## BEGIN DATASET EXTRACT

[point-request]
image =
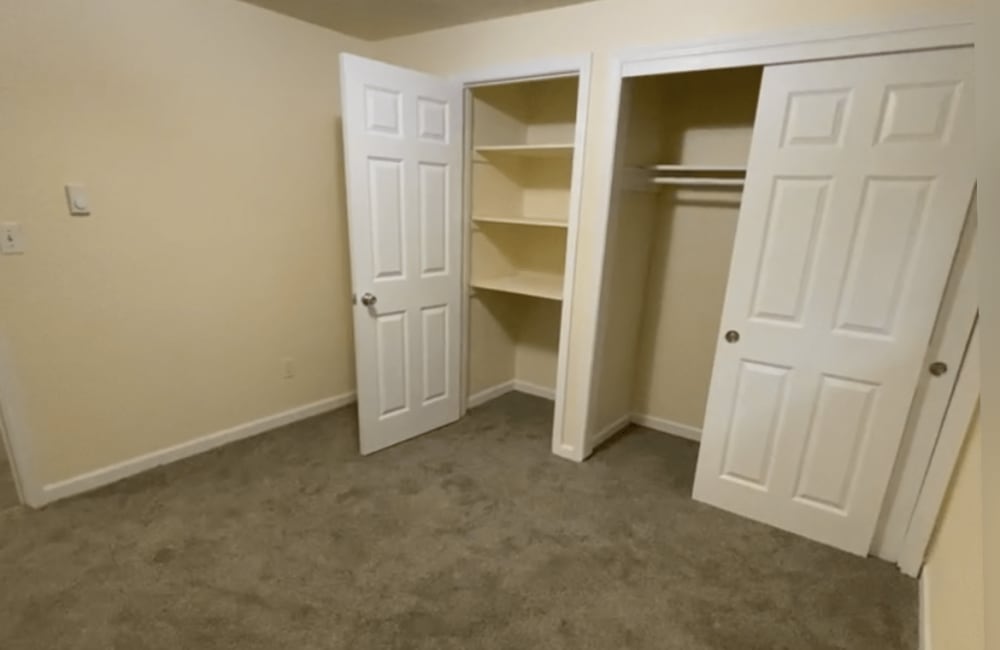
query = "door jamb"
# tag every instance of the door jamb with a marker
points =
(950, 340)
(578, 66)
(921, 32)
(924, 31)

## END DATASET EXTRACT

### INSTRUCTIONS FOR THE TASK
Reproduce the listing above word for word, leaving out the pictures.

### RESPONSE TO THE TASK
[point-request]
image =
query = "door jamb"
# tag every instance of the door jamb with a marker
points =
(950, 340)
(578, 66)
(921, 32)
(924, 31)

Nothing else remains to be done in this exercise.